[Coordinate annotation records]
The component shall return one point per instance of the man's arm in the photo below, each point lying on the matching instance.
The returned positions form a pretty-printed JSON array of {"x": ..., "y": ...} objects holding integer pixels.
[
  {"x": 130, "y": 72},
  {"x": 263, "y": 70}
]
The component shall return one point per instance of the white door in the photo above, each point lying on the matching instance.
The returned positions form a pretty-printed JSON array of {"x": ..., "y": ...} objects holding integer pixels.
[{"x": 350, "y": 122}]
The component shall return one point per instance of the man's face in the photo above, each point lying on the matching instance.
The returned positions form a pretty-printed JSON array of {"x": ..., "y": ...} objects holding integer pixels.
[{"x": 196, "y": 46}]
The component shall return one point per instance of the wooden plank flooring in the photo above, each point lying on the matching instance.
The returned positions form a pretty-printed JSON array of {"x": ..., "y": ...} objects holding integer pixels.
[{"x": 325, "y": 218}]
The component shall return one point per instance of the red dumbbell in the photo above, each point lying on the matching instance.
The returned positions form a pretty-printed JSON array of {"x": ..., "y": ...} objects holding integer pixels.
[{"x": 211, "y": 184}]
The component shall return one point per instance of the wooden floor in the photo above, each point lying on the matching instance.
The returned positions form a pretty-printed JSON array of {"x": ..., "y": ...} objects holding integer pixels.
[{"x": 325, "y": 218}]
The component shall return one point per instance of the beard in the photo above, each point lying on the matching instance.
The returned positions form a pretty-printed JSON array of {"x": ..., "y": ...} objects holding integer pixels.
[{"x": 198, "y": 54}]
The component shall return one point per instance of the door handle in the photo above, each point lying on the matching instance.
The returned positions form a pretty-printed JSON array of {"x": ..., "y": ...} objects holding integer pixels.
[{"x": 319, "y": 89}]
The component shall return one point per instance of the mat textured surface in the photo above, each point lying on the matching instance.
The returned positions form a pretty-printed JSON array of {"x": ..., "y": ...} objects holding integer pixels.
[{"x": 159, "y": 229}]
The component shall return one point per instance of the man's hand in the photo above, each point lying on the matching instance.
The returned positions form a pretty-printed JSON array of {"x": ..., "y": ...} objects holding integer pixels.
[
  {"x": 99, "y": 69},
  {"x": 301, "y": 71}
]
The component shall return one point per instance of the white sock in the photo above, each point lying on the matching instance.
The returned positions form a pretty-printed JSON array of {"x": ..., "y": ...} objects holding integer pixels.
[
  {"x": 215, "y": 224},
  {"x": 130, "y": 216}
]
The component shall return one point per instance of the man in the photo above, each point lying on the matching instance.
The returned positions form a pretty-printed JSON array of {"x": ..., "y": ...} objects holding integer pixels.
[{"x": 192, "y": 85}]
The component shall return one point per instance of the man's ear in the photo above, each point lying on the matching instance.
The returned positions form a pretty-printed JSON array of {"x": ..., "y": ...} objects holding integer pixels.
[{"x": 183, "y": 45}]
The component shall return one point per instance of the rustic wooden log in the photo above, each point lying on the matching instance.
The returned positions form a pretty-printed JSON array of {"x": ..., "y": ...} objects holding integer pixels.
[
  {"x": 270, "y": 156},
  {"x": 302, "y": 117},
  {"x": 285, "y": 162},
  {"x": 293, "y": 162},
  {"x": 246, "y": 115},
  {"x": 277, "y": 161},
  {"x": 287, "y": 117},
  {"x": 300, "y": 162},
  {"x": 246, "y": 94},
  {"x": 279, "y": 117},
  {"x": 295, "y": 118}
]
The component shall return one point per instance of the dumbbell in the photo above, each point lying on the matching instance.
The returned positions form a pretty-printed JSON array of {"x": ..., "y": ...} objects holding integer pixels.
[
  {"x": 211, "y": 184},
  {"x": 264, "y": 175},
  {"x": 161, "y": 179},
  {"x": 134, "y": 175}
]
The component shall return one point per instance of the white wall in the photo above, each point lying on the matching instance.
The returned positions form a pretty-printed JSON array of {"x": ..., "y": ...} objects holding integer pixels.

**Requirements**
Return all of the items above word for word, with nothing changed.

**Task answer**
The component shall return one point per instance of the man's arm in the photo below, each point lying on the matching instance.
The returned positions form a pretty-printed JSON array of {"x": ..., "y": ...} objects holding integer pixels.
[
  {"x": 130, "y": 72},
  {"x": 263, "y": 70}
]
The component shall return one point per instance of the white door in the photo above, each point lying on the matching instance.
The returned positions form a pretty-printed JSON array of {"x": ..., "y": ...} objects holding integer pixels.
[{"x": 350, "y": 122}]
The component shall return one point per instance of the man's face in the photo above, each point lying on the matching instance.
The returned positions form a pretty-printed JSON array of {"x": ..., "y": ...} objects holding integer pixels.
[{"x": 196, "y": 46}]
The component shall return one point per instance of the wooden plank flooring in the photo above, each point lying on the matching instance.
The returned positions form a pretty-printed JSON array of {"x": ..., "y": ...} objects holding integer pixels.
[{"x": 325, "y": 218}]
The component shall return one point per instance of the red dumbbell in the photo above, each point lying on the matching instance.
The returned positions form a pretty-printed JSON array of {"x": ..., "y": ...} objects holding integer pixels.
[{"x": 211, "y": 184}]
The component shall return one point per instance of the wooden floor in the photo above, each point lying on the matching instance.
The returned positions form a pretty-printed JSON array of {"x": ..., "y": ...} objects holding integer pixels.
[{"x": 325, "y": 218}]
The component shall return one point per instance of the beard in the photo above, each point lying on the matching instance.
The returned positions form a pretty-printed JSON array of {"x": ..., "y": ...} objects holding integer pixels.
[{"x": 198, "y": 54}]
The component shall return one point per instance of the door handle in the photo above, each point lying on the matching instance.
The returned positions form a pretty-printed JSON array of {"x": ..., "y": ...} objects holding integer pixels.
[{"x": 319, "y": 89}]
The component shall return one point per instance of the mat textured surface in the photo above, each point lying on the matching instance.
The returned positions form a pretty-printed JSON array of {"x": ..., "y": ...} objects holding integer pixels.
[{"x": 159, "y": 229}]
The component shall return one point per instance of the man's hand in the photo above, each point lying on the matching instance.
The returned positions form a pretty-printed JSON array of {"x": ..., "y": ...} objects holding integer pixels.
[
  {"x": 99, "y": 69},
  {"x": 301, "y": 71}
]
The component shall return one point per instance of the white sock in the photo above, each point lying on the matching instance.
The returned positions form a pretty-printed JSON array of {"x": ..., "y": ...} objects holding integer pixels.
[
  {"x": 215, "y": 224},
  {"x": 130, "y": 216}
]
The component shall return one point per instance of the man in the photo above, each point lying on the matching instance.
The returned positions form a pretty-printed JSON array of {"x": ..., "y": ...} objects holding integer pixels.
[{"x": 192, "y": 85}]
The component shall return one point per instance of the man's ear in the photo above, each point lying on the matching instance.
The returned positions form a pretty-printed JSON array of {"x": ..., "y": ...} objects holding integer pixels.
[{"x": 183, "y": 45}]
The component shall return one point per instance of the rustic wooden log in the photo above, each point lying on the matching instance.
The returned positions form a pretty-printed JSON array of {"x": ..., "y": ...} objects holding integer pixels.
[
  {"x": 270, "y": 156},
  {"x": 302, "y": 117},
  {"x": 285, "y": 162},
  {"x": 293, "y": 162},
  {"x": 246, "y": 115},
  {"x": 277, "y": 161},
  {"x": 287, "y": 117},
  {"x": 300, "y": 162},
  {"x": 246, "y": 94},
  {"x": 279, "y": 117},
  {"x": 295, "y": 118}
]
The component shall return one point per instance of the dumbbell in the photo above, each point lying on the matching instance.
The returned positions form a pretty-printed JSON array of {"x": ..., "y": ...} objects holding integer pixels.
[
  {"x": 211, "y": 184},
  {"x": 264, "y": 175},
  {"x": 161, "y": 179},
  {"x": 134, "y": 175}
]
The component shall return one point per instance of the white wall in the photo above, each point lying on the matching instance.
The returned positions form a pretty-printed JSON array of {"x": ..., "y": ...} objects holding integer pixels.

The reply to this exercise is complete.